◆ Talimat 1 ◆
Aşağıdaki veri satırlarında "Every instance of the front wheel" ifadesini içeren satırla başlayıp "[[613, 315], [160, 423]]" ifadesini içeren satırla biten bölümü, iki uç satır da dahil olmak üzere, aynen yeniden yazın.

===== Sayfa Metni =====

Önder golü elle atmış olabilir ama maçın esprisi Veysel’in golünden sonra Volkan’ın itirazıydı bana kalırsa… Hakeme koşuşu gözümün önünden gitmiyor…
CEVAHİR EVREN / TEMPO24
Haftanın konusu belli oldu; Önder’in golü!.. Elle atılan bir gol müydü? Önder neden sevinmedi? Önder, Volkan’a golü eliyle attığını gösterdi mi? Hakem ne yapmaya çalıştı? Golü neden iptal etti de sonra verdi? Roberto Carlos topu alıp santraya kaçırmasa ne olurdu? “Yine Konya… Yeni el… Yeniden Fenerbahçe…”
“Önder gole niye sevinmedi” diye soranları duydum!!! Şaka mı bu? Ben nedenini yazayım o zaman, “utanmadan bir de sevindi” derdik, cümbür cemaat… Örneği de yok değil… Maradona’nın meşhur Tanrı’nın eli olayından sonra İngiltere teknik direktörü Bobby Robson şöyle demişti, “hadi golü elle attı bir şey demiyorum da, attıktan sonra dünyanın en güzel golünü atmış gibi sevinmedi mi işte o zaman çok kızdım!”

===== Girdi Verileri =====

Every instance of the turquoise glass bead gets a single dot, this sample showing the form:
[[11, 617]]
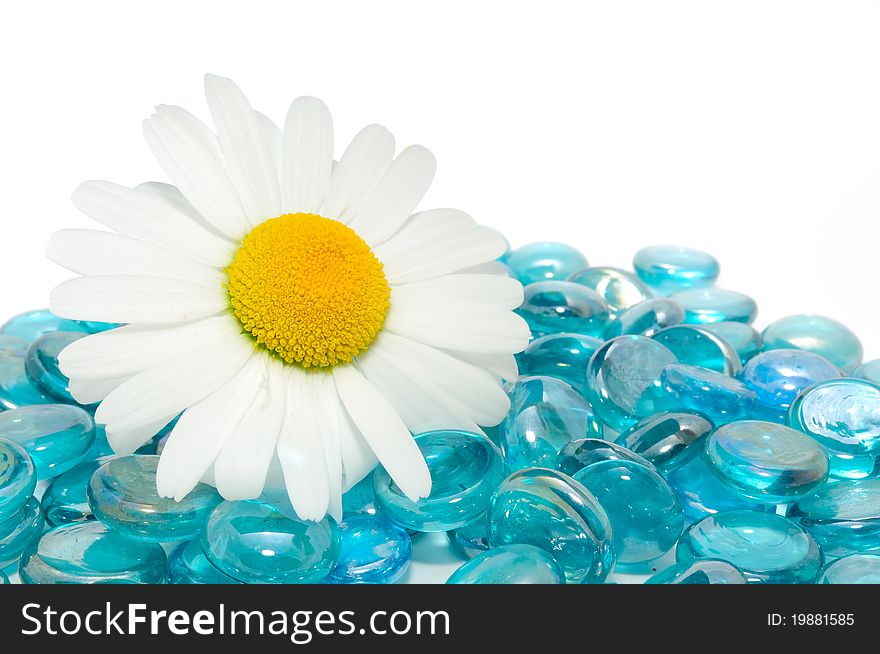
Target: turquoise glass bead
[[374, 550], [255, 542], [540, 262], [619, 289], [18, 530], [122, 494], [718, 397], [91, 553], [670, 268], [668, 440], [622, 376], [646, 518], [852, 569], [465, 470], [817, 334], [844, 516], [550, 510], [700, 571], [510, 564], [57, 436], [697, 346], [545, 414], [766, 547], [563, 356], [706, 305], [188, 565], [767, 462], [556, 307], [17, 478], [646, 318], [843, 415], [779, 376]]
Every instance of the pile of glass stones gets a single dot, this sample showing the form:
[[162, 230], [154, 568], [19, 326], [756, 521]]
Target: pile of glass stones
[[653, 434]]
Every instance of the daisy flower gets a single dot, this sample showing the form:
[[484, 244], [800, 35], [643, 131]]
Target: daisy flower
[[294, 311]]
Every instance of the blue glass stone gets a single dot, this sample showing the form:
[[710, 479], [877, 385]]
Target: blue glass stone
[[17, 478], [583, 452], [843, 516], [646, 518], [718, 397], [255, 542], [556, 307], [122, 494], [620, 289], [545, 414], [550, 510], [57, 436], [767, 462], [188, 565], [700, 571], [465, 470], [373, 551], [697, 346], [843, 415], [779, 376], [646, 318], [706, 305], [622, 376], [540, 262], [743, 338], [667, 440], [670, 268], [852, 569], [90, 553], [563, 356], [817, 334], [766, 547], [510, 564]]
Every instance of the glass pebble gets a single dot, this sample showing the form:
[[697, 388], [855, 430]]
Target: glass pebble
[[57, 436], [670, 268], [706, 305], [646, 518], [852, 569], [562, 356], [91, 553], [557, 306], [550, 510], [699, 571], [621, 376], [255, 542], [545, 414], [122, 494], [17, 478], [817, 334], [510, 564], [718, 397], [188, 565], [767, 462], [465, 470], [668, 440], [766, 547], [539, 262], [619, 289], [373, 551]]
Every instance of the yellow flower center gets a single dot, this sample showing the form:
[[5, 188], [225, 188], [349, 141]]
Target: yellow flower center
[[308, 289]]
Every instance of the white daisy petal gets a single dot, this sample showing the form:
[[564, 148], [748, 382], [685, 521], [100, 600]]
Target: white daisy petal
[[307, 156], [250, 160], [396, 195], [359, 170], [133, 298], [386, 433]]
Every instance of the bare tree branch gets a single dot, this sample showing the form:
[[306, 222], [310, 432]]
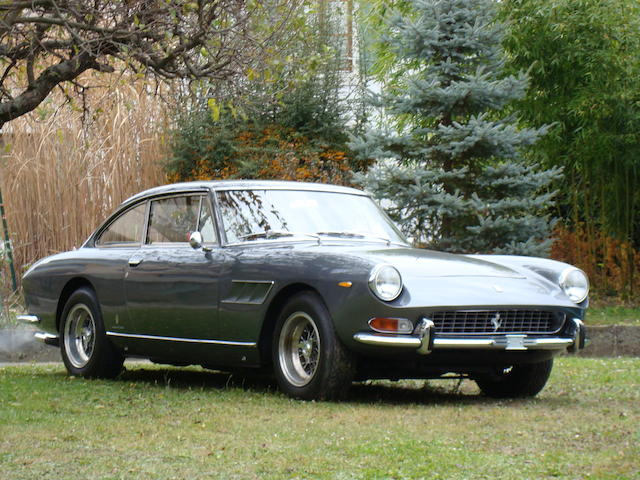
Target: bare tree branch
[[46, 42]]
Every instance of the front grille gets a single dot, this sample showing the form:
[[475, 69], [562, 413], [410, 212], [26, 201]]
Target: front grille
[[497, 321]]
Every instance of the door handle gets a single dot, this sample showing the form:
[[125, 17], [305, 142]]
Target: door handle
[[135, 261]]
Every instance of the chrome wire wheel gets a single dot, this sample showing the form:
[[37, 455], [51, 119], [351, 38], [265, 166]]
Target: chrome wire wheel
[[79, 335], [299, 349]]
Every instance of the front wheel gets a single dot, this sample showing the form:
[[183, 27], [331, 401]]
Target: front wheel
[[309, 360], [85, 349], [525, 380]]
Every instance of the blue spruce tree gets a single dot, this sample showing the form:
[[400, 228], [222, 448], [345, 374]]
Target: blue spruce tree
[[450, 164]]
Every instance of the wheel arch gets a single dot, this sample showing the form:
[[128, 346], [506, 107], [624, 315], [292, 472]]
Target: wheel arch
[[271, 316], [70, 287]]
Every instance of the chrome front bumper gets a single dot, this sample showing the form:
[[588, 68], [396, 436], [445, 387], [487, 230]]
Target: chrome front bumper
[[44, 337], [424, 340]]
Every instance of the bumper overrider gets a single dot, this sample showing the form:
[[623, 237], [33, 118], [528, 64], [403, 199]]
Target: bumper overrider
[[424, 339], [44, 337]]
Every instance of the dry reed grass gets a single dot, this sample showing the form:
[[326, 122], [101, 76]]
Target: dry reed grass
[[61, 173]]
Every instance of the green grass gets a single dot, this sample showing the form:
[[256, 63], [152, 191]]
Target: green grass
[[613, 315], [160, 423]]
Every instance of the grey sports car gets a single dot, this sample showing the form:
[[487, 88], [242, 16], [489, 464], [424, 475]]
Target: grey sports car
[[312, 281]]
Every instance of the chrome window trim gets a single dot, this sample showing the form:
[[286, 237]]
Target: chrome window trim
[[183, 340], [356, 193]]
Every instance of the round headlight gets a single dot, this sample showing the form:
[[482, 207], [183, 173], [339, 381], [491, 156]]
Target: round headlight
[[385, 281], [575, 284]]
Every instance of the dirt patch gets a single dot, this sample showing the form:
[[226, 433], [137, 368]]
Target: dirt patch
[[613, 341]]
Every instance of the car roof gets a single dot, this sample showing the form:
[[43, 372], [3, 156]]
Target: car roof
[[218, 185]]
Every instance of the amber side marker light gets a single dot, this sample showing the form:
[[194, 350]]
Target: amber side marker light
[[391, 325]]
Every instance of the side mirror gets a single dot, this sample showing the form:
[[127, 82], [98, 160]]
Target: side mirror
[[195, 240]]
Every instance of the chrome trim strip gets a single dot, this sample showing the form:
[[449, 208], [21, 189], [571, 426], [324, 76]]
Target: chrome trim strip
[[388, 341], [30, 319], [516, 342], [185, 340], [47, 338]]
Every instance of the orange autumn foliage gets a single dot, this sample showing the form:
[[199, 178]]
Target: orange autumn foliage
[[274, 153], [612, 265]]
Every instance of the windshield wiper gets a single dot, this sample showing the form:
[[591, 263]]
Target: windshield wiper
[[341, 234], [354, 235], [271, 234]]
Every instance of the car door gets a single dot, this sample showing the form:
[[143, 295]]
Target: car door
[[118, 241], [171, 288]]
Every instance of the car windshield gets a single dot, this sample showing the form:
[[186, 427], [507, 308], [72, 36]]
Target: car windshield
[[250, 215]]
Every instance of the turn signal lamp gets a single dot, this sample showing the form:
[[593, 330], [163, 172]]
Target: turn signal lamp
[[391, 325]]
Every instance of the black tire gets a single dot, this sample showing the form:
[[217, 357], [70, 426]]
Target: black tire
[[518, 381], [309, 360], [86, 350]]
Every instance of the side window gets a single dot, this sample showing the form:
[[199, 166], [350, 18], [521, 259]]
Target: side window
[[126, 229], [205, 224], [171, 220]]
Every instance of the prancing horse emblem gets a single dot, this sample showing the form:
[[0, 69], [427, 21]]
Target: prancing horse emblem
[[496, 322]]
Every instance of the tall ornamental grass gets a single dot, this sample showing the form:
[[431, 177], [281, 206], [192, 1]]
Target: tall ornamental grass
[[63, 169]]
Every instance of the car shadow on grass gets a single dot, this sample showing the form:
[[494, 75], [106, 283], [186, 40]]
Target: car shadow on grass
[[434, 392]]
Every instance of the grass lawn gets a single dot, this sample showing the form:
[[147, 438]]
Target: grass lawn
[[613, 315], [159, 423]]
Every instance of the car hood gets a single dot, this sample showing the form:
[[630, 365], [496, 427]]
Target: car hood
[[428, 263], [438, 279]]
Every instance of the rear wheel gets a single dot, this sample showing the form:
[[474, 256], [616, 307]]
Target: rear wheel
[[525, 380], [86, 351], [309, 360]]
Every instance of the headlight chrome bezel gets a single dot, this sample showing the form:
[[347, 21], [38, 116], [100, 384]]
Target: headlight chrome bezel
[[374, 282], [566, 286]]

=====

◆ Talimat 2 ◆
Sayfa metnine göre, Maradona'nın Tanrı'nın eli olayından sonra konuşan İngiltere teknik direktörü kimdir?

◆ Tam Cevap 1 ◆
Every instance of the front wheel gets a single dot, this sample showing the form:
[[183, 27], [331, 401]]
Target: front wheel
[[309, 360], [85, 349], [525, 380]]
Every instance of the blue spruce tree gets a single dot, this sample showing the form:
[[400, 228], [222, 448], [345, 374]]
Target: blue spruce tree
[[450, 164]]
Every instance of the wheel arch gets a single dot, this sample showing the form:
[[128, 346], [506, 107], [624, 315], [292, 472]]
Target: wheel arch
[[271, 316], [70, 287]]
Every instance of the chrome front bumper gets a single dot, this sample showing the form:
[[588, 68], [396, 436], [445, 387], [487, 230]]
Target: chrome front bumper
[[44, 337], [424, 340]]
Every instance of the bumper overrider gets a single dot, this sample showing the form:
[[623, 237], [33, 118], [528, 64], [403, 199]]
Target: bumper overrider
[[424, 339], [44, 337]]
Every instance of the dry reed grass gets a single dot, this sample showing the form:
[[326, 122], [101, 76]]
Target: dry reed grass
[[61, 173]]
Every instance of the green grass gets a single dot, this sample showing the form:
[[256, 63], [152, 191]]
Target: green grass
[[613, 315], [160, 423]]

◆ Tam Cevap 2 ◆
Bobby Robson.